:: What is expected ::
Gather all lines in the records below that include the word "tracked".

[Point-per-instance localization data]
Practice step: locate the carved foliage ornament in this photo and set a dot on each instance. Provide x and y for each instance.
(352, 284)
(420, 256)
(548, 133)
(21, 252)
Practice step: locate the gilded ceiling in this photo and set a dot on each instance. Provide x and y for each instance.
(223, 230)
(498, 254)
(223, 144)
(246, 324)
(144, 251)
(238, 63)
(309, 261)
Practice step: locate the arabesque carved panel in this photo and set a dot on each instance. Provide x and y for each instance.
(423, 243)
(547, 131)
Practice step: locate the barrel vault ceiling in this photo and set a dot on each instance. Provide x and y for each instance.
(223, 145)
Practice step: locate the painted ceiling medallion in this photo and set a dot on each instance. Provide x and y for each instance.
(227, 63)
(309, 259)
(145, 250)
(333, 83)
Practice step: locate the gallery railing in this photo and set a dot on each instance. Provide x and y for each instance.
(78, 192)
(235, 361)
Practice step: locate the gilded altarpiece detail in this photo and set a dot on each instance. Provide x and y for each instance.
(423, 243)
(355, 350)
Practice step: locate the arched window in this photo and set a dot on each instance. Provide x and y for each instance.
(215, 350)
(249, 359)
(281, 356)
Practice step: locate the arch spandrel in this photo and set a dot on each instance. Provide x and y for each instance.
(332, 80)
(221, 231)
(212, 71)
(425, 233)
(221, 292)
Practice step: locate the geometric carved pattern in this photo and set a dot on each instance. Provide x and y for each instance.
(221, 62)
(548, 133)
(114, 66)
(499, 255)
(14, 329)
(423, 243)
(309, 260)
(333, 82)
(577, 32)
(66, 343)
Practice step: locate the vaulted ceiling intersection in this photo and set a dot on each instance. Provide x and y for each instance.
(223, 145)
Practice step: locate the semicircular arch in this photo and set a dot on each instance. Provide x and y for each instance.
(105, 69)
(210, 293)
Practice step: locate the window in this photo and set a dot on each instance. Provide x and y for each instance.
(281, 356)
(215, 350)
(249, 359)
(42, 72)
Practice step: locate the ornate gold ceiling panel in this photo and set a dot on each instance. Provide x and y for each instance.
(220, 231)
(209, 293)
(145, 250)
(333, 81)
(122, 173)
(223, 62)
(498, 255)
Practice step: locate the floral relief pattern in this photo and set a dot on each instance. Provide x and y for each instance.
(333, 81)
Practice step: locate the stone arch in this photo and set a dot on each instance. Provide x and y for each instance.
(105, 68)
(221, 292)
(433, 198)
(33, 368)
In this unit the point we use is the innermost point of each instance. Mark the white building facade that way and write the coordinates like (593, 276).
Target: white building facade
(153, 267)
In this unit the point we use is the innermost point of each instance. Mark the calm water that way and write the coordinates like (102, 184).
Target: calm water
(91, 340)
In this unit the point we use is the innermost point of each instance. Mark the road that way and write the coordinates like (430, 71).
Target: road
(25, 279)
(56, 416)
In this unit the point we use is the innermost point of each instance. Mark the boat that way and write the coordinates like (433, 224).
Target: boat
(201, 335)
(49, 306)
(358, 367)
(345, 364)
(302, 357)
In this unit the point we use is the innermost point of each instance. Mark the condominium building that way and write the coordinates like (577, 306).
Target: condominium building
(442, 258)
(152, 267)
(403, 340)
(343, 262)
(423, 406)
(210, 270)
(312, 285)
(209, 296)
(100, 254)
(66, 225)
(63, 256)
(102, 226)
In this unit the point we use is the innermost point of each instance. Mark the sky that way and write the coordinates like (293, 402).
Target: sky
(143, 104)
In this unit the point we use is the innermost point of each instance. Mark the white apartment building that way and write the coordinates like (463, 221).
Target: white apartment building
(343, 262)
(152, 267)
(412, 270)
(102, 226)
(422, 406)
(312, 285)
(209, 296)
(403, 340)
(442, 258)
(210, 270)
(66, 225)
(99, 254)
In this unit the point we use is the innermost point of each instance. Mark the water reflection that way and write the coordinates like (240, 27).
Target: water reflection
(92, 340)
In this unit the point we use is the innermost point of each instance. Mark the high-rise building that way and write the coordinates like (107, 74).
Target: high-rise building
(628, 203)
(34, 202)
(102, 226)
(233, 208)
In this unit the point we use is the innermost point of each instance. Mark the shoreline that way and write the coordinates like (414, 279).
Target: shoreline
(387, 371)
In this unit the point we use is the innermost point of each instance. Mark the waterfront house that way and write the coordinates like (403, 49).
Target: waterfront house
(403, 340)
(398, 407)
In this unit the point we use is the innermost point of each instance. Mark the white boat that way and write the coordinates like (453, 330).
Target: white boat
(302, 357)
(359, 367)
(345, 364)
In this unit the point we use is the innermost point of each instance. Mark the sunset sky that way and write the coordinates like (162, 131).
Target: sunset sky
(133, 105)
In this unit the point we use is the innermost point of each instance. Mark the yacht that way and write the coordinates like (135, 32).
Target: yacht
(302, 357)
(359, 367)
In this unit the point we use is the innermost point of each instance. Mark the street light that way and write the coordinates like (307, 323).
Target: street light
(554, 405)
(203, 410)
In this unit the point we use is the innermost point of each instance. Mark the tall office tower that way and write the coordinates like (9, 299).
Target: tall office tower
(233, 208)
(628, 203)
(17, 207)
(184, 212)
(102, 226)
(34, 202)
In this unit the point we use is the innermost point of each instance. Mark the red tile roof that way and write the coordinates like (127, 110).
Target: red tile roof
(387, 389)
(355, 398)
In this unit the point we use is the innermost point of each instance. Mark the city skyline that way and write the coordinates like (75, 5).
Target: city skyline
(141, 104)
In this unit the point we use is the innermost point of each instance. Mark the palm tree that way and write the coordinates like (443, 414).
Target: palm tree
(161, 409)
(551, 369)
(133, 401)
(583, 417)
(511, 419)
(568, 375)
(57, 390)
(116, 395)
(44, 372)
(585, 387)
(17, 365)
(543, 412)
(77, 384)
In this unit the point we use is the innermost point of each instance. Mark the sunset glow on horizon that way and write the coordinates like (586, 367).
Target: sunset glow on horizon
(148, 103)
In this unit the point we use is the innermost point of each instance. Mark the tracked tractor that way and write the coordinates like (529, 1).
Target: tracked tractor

:: Answer below ::
In this unit the point we use is the innermost point of each instance. Mark the tracked tractor that way and write the coordinates like (529, 1).
Target: tracked tractor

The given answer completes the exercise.